Rows from a dataset for labeling boxes:
+ + + + +
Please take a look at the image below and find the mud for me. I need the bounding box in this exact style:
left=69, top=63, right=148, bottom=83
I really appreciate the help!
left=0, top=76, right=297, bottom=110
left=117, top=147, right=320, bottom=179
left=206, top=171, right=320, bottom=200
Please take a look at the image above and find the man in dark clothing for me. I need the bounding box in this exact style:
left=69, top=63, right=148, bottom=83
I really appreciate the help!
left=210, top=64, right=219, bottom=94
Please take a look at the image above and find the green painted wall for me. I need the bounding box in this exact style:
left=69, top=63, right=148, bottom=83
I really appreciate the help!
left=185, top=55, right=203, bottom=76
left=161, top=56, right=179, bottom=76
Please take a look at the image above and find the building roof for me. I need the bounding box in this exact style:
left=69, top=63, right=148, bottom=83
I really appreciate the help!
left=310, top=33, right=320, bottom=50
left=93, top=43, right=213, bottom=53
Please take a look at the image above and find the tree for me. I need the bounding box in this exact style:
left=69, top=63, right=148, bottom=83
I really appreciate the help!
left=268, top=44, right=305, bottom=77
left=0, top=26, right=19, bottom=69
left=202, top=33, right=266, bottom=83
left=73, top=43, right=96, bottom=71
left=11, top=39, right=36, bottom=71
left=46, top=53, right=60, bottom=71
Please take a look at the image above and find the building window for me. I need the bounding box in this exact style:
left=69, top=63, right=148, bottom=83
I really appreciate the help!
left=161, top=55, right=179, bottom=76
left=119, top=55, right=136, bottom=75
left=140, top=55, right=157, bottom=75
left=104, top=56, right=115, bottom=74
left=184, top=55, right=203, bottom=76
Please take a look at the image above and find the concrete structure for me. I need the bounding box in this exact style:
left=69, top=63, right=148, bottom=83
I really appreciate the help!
+ + + + +
Reproduce all of the data above word for word, line by line.

Please take a look at the image below and find the mud for me. I need the bounding box in this exact style:
left=69, top=63, right=148, bottom=83
I really appreciate the help!
left=0, top=76, right=297, bottom=110
left=117, top=147, right=320, bottom=179
left=206, top=171, right=320, bottom=200
Please take a look at the image above and find the man in dark clothing for me. I need the bounding box in this exact style:
left=69, top=63, right=148, bottom=83
I really appreciate the help!
left=210, top=64, right=219, bottom=94
Please take a look at the image above and find the green painted wall for me. I need the bounding box in this exact style:
left=69, top=63, right=148, bottom=83
I really appreciate the help!
left=185, top=55, right=203, bottom=76
left=161, top=56, right=179, bottom=76
Please take a look at the image above and find the building roof for me. I need the bounding box in this exact style:
left=69, top=63, right=148, bottom=83
I really appreciate the help!
left=310, top=33, right=320, bottom=50
left=93, top=43, right=213, bottom=53
Please take a look at the image above and find the tree for me. I need the bounding box in this exact style:
left=69, top=63, right=148, bottom=83
I really appreciate the help!
left=268, top=44, right=305, bottom=77
left=0, top=26, right=19, bottom=69
left=202, top=33, right=266, bottom=83
left=73, top=43, right=96, bottom=71
left=11, top=39, right=36, bottom=71
left=46, top=53, right=60, bottom=71
Please take a look at the image above and find the building window for me. I need the bounding box in this exact style:
left=69, top=63, right=148, bottom=83
I really appreciate the help!
left=161, top=55, right=179, bottom=76
left=119, top=55, right=136, bottom=75
left=140, top=55, right=157, bottom=75
left=104, top=56, right=115, bottom=74
left=184, top=55, right=203, bottom=76
Please take a look at the image above and find the concrete structure for me. I need the bounding box in this exact style:
left=69, top=63, right=148, bottom=83
I really appreciate the help!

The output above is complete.